__DATASET__
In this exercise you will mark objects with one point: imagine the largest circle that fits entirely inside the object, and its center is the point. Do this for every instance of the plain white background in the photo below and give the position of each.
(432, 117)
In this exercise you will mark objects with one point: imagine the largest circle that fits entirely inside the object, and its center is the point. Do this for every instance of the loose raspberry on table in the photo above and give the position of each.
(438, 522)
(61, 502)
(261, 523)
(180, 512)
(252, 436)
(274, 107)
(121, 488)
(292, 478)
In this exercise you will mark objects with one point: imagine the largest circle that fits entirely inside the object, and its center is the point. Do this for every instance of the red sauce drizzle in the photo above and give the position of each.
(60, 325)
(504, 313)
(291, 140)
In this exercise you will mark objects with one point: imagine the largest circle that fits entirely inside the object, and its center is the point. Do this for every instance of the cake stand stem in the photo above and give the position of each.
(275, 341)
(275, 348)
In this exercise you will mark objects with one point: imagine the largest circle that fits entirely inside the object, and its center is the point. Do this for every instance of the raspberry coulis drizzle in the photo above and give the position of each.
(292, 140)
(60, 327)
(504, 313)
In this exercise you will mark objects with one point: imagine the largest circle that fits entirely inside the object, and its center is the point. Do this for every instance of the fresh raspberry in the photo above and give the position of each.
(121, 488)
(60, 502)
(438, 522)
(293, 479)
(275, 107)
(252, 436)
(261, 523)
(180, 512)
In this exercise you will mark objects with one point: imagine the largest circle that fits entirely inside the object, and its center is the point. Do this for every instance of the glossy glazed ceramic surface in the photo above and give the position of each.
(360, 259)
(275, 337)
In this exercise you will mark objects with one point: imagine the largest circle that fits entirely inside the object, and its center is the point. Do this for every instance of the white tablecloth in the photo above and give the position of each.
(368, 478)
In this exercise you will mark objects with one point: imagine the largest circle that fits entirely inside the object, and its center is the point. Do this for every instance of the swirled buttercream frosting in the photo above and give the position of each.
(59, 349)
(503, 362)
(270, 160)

__DESCRIPTION OF THE TASK__
Please put the stretch from the line containing "of the white" through the end of the records above into a Markdown table with columns Row and Text. Number each line in the Row column and leave out blank lines.

__REPLY__
| Row | Text |
|---|---|
| 1 | In this exercise you will mark objects with one point: imagine the largest circle that fits entirely inside the object, and its center is the point. Do this for every instance of the white tablecloth in the photo above and give the position of each. |
| 2 | (368, 478) |
| 3 | In this exercise you will mark objects with one point: imagine the largest circle that fits entirely inside the object, and its center is the point. Do this for every instance of the swirled buttercream frosting in the photo above and give the position of each. |
| 4 | (59, 349) |
| 5 | (503, 362) |
| 6 | (270, 160) |